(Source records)
BEGIN

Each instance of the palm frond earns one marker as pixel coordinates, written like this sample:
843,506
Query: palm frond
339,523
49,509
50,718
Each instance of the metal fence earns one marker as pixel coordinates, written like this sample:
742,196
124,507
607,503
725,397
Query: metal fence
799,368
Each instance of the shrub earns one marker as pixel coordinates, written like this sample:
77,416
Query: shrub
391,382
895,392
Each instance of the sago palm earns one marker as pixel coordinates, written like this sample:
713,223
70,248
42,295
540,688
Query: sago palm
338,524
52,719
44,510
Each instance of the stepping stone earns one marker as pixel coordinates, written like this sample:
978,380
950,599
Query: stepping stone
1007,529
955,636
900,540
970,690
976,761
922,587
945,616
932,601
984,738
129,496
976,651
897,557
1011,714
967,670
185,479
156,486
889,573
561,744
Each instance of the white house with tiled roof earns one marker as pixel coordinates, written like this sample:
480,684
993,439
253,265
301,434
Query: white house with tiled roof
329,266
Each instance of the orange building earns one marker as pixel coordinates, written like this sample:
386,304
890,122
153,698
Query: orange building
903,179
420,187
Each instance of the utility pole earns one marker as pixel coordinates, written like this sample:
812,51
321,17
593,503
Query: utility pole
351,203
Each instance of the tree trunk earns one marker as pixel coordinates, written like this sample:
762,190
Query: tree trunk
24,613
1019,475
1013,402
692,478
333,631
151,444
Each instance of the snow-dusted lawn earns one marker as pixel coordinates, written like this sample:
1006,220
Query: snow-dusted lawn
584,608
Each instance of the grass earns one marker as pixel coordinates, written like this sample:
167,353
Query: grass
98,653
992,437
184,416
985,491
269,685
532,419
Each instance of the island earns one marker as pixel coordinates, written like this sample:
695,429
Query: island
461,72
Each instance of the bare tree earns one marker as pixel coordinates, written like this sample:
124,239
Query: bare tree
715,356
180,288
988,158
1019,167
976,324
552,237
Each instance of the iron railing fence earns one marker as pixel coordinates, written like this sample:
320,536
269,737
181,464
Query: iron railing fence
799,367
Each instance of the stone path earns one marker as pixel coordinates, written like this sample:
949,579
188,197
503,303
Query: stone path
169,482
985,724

END

Keep only the lines from the one containing "Query: iron railing fence" to the end of the entries, and repeat them exactly.

■ The answer
Query: iron railing fence
799,367
Each instance of the stone path earns one marker as pixel coordinates, written like this sample:
949,579
188,197
503,303
Query: stone path
169,482
985,724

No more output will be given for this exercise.